● SOURCE TEXT
○ ○ ○

Faneditor Interview: Beezo Part Deux


Beezo Part 2 interview banner image

 

The Cuddly Ninja sat down with Beezo, faneditor since 2013. Ninja’s words are in red. Continued from Part 1, found here.

 

Cuddly Ninja: I had a brief thought about editing The Force Awakens with prequel music. The first time I left the theater, I was not blown away by the score. Then I saw the film again and realized that the score wasn’t what I was expecting but I loved it. I can’t imagine doing a rescore edit because I’ve come around and the score is phenomenal. It’s a more subtle score, moving along with the action but less bombastic that previous entries. I just couldn’t appreciate John Williams’ genius the first time around, so now I wouldn’t rescore it.

I don’t think there’s much room to improve it. It’s a really good movie as is, I’m going to be happy dropping in the Blu-ray and watching the original.

For me, a good fanedit has to be a convincing reason NOT to do that. Sometimes I think “this edit is good – but I’m not going to watch it again.” Like it’s not good enough to be worth the quality drop – especially if it’s more than 4 years old. It has to be a great edit in standard definition for me to care, it just has to be. And maybe that’s not fair because it was made with 2005 tools but it’s 2016 and it has to be great for me to watch in SD. Casino Royale: Straight Flush Edition, great example. 

When it comes to a FanFix, I want something that’s going to replace the disc. Otherwise you just leave the door open for another faneditor to improve the work that you should have done the first time around.

Let me fanedit your fanedit. [laughs] What are some of your all-time favorite edits?

○ ○ ○

● RECORD EXTRACTS
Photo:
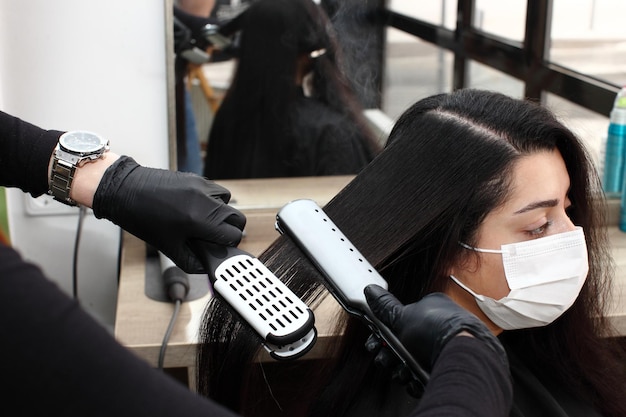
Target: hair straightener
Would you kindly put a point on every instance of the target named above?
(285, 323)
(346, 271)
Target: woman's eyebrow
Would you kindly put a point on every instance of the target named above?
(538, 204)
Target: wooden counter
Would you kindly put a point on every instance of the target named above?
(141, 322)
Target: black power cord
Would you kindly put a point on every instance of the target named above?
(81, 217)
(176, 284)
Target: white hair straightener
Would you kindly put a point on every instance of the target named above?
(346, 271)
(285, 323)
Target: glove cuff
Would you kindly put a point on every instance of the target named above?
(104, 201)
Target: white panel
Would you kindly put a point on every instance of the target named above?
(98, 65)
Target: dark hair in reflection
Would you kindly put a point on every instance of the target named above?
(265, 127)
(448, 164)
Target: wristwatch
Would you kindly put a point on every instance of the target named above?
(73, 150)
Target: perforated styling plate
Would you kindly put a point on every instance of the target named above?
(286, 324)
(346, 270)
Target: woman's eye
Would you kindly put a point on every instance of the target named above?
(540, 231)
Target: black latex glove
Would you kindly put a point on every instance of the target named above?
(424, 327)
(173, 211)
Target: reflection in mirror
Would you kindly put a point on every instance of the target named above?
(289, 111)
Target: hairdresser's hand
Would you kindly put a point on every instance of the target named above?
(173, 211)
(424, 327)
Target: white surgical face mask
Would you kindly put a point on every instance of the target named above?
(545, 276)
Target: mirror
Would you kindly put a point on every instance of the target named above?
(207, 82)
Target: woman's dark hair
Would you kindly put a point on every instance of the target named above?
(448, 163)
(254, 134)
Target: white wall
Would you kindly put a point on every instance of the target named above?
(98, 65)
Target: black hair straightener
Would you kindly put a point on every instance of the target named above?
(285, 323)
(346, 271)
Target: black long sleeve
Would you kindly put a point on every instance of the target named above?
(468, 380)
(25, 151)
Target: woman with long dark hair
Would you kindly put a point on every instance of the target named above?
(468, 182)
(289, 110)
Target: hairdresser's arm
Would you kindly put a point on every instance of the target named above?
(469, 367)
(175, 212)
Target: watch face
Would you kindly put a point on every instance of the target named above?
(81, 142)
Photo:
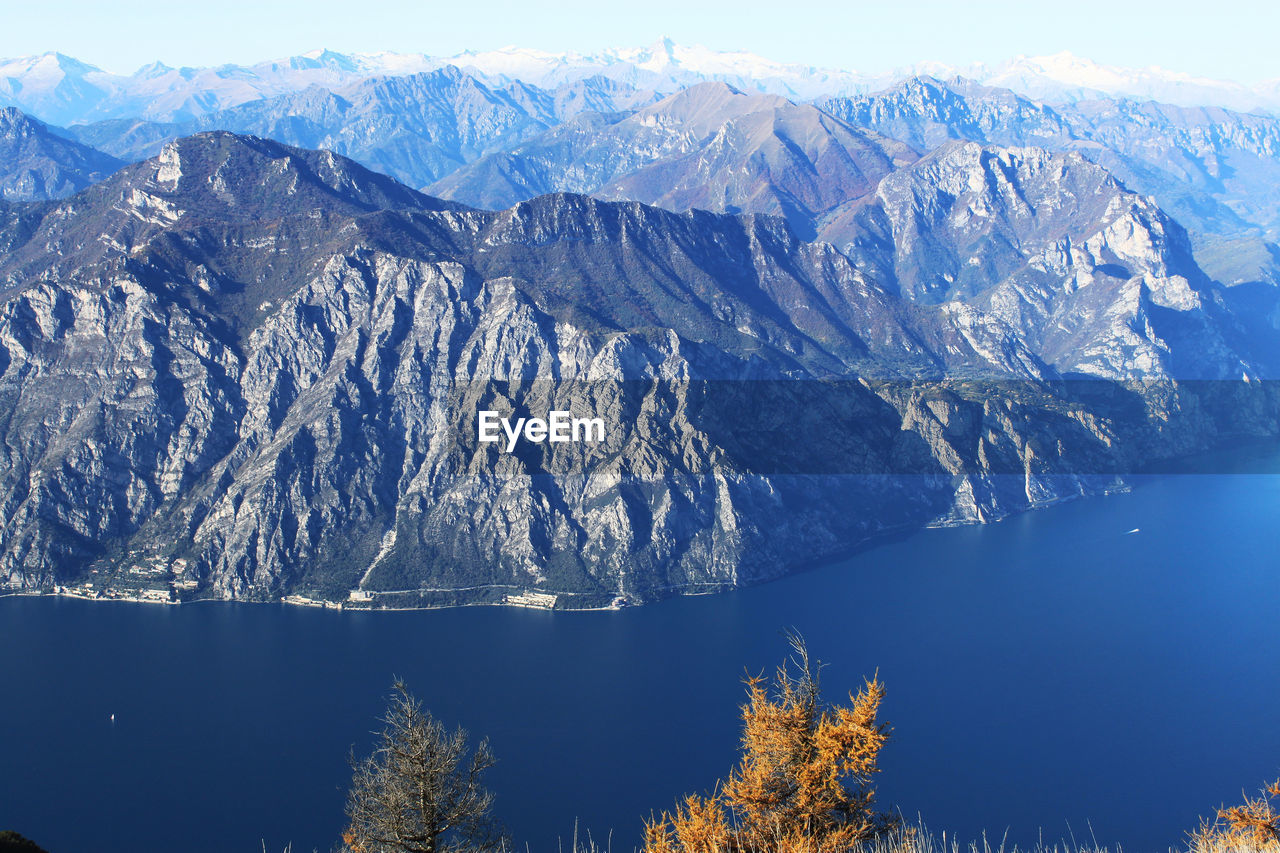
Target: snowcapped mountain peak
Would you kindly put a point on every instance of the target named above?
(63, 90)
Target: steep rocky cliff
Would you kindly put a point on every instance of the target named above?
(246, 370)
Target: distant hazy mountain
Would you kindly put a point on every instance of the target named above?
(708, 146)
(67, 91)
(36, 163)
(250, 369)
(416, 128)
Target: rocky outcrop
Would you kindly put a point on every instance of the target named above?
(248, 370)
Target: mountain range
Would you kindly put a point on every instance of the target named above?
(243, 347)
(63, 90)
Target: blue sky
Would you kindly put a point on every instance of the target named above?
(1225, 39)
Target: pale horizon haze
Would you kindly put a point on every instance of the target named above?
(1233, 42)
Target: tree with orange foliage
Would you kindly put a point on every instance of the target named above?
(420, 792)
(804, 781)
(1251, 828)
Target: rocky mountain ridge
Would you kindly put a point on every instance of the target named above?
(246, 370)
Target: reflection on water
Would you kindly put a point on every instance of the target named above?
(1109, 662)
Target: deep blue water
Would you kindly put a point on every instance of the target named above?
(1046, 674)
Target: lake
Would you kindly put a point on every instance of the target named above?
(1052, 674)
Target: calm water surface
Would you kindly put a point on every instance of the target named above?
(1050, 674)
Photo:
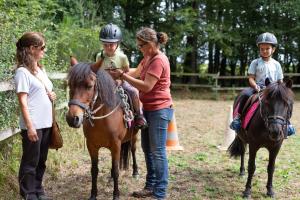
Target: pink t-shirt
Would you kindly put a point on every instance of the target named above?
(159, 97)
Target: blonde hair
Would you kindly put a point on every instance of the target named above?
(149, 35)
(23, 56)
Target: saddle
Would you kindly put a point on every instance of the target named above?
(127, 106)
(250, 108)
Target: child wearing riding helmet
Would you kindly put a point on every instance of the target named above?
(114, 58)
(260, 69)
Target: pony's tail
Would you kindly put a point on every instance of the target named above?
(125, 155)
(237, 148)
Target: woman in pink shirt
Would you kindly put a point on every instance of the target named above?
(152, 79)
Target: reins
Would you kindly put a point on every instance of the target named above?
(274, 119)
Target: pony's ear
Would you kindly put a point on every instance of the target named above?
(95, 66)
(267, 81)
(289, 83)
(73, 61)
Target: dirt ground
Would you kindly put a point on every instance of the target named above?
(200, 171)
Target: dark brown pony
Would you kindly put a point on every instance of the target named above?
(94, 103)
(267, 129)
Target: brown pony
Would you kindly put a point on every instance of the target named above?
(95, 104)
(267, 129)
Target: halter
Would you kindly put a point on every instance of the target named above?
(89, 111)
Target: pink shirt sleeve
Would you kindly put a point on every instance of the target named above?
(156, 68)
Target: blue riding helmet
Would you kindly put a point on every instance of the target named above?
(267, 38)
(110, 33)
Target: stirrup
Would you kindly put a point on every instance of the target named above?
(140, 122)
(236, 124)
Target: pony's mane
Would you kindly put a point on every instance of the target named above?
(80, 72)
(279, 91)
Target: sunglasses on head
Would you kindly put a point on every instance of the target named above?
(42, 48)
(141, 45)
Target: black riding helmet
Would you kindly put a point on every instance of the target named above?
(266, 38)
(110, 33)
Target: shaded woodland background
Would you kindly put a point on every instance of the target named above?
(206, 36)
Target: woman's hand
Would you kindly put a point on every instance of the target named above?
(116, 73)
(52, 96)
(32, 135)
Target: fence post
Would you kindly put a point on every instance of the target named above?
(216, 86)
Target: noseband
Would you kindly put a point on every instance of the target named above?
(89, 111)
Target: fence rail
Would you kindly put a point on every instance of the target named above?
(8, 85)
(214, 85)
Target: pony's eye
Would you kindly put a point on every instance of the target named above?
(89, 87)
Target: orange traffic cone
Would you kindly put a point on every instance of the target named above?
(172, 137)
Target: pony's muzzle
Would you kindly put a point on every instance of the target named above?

○ ○ ○

● OBJECTIVES
[1] According to the interview, since what year has Beezo been a faneditor?
[2] Please express the rows as a JSON list of strings, one string per line, beginning at the line that contains "Target: fence rail" and continuing through the last line of the rows, with blank lines omitted.

● COMPLETE ANSWERS
[1] Since 2013.

[2]
[
  "Target: fence rail",
  "Would you kindly put a point on every instance of the target named above?",
  "(8, 85)",
  "(214, 85)",
  "Target: pony's eye",
  "Would you kindly put a point on every instance of the target named above?",
  "(89, 87)",
  "Target: orange traffic cone",
  "Would you kindly put a point on every instance of the target named above?",
  "(172, 137)",
  "Target: pony's muzzle",
  "Would you kindly put a point on every instance of the target named above?"
]